→ **Text block**:
But for Russell and Nicole it wasn’t you know, let’s make this part Australia. I was more reticent to do it. But I was compelled to do it because I thought they reminded me of the real parents and I spent time with her [Martha Conley, Garrard’s mother]. Martha and I sorted though photo albums, family photo albums. It was like it has to be Russell and she reminded me of Nicole. I could imagine her with the makeup and the bangles and all that.
It’s wild that 30 years of Hollywood could not get Russell Crowe and Nicole Kidman together, but you did.
I was shocked!
It could have really come across as stunt casting because they’re such big names, but they are so good.
There are a lot of decisions I made in this movie, which it felt like…a different thing. It didn’t feel like a piece of entertainment. I felt like I was aware that we were doing something important, that we could affect change. And I also was like, ‘Alright, how do we get as many people as possible to see this movie?’ So let’s make it feel bigger. So let’s cast people that people are going to go home and say ‘I love her, I love him. I’m going to go see this.’ And if they stand behind this movie then putting a bit of star power was like having some kind of endorsement.
But ultimately, they were right for the role. So it wasn’t like, hopefully not distracting to that degree.
You also have some really great queer icons like Cherry Jones, Troye Sivan and Xavier Dolan, who I think are really crucial components. There’s a lot conversation about who gets to make certain stories and I think that gives the film a lot of street credit.
I was an early phase where I read the book and I’d met with Garrard and I said, ‘Look, I love the book but I don’t know if I’m the right person and make it.’ I kept saying to myself, ‘Well it’s a very straight world. It’s sort of like an Alice in Wonderland kind of thing. Like a gay guy, young man, stuck in a super straight world. And I thought maybe that makes me qualified!
But no one had optioned a book for years and no one seemed to be like knocking his door down and I was like ‘Fuck, I’m waking up plagued by this every day, imagining bringing this thing to life.’ So secretly in my hotel room in Budapest I wrote his coming out scene and his abuse in college scene and then in some blind kind of possession thing I filled in the gaps and I had a first draft. And by the time I had that I said ‘It feels like I need to make this. I can’t just give this script to somebody else.’ I sent it to Garrard and I wanted his approval and I’m like, ‘I think I would like to make it.’
It’s the fastest, and I hate to say this because I don’t want to make it seem like we rushed it, but I read the book, wrote the script and six months later we were in pre-production.

→ **Task list**:
1 > Summarize the interview in two sentences.
2 > Reproduce the stretch of the interview from "You also have" through "makes me qualified!", changing "street credit" to "credibility".
You can disregard the items.

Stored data

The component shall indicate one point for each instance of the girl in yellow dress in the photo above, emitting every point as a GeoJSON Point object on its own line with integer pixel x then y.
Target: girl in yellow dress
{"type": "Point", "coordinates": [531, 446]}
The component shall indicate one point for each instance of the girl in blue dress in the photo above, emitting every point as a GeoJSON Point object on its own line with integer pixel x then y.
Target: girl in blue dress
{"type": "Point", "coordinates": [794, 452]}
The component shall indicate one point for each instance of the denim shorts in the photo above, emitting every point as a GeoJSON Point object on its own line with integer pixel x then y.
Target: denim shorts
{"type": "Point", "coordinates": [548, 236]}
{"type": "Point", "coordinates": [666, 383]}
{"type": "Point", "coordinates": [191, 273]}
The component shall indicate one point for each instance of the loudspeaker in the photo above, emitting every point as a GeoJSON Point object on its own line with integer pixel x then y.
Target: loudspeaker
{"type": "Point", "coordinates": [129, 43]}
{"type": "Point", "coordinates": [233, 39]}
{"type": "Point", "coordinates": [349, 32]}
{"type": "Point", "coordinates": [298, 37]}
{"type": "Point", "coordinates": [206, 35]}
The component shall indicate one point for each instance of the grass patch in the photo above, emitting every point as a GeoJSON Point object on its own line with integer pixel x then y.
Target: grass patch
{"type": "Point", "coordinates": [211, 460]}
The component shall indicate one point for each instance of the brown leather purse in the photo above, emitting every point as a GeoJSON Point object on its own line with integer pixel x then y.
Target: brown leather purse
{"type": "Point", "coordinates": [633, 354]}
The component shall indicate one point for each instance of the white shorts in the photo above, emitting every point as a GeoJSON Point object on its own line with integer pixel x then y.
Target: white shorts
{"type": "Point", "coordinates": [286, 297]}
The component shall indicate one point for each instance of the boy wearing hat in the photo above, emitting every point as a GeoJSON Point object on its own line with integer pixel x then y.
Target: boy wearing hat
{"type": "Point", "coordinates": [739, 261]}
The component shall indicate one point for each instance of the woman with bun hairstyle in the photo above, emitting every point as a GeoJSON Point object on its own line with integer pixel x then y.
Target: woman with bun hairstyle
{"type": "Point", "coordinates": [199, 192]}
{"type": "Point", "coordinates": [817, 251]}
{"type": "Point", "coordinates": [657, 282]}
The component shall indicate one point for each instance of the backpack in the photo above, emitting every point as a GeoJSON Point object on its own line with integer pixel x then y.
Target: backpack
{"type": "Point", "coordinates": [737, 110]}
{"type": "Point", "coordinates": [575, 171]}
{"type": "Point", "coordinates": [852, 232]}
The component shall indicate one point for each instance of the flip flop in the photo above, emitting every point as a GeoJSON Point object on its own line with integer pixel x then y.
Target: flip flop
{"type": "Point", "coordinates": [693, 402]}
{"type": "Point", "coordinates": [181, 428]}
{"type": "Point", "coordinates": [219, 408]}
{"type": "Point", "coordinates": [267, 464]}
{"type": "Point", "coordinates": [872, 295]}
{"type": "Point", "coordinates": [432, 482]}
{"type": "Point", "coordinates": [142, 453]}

→ **Results in order**:
1 > The speaker cast Russell Crowe and Nicole Kidman because they recalled the real parents, and saw star power as a way to get as many people as possible to see a movie that felt important. After reading the book and meeting Garrard, the speaker secretly wrote a first draft in a Budapest hotel room, sought Garrard's approval to make it, and was in pre-production six months after reading the book.

2 >
You also have some really great queer icons like Cherry Jones, Troye Sivan and Xavier Dolan, who I think are really crucial components. There’s a lot conversation about who gets to make certain stories and I think that gives the film a lot of credibility.
I was an early phase where I read the book and I’d met with Garrard and I said, ‘Look, I love the book but I don’t know if I’m the right person and make it.’ I kept saying to myself, ‘Well it’s a very straight world. It’s sort of like an Alice in Wonderland kind of thing. Like a gay guy, young man, stuck in a super straight world. And I thought maybe that makes me qualified!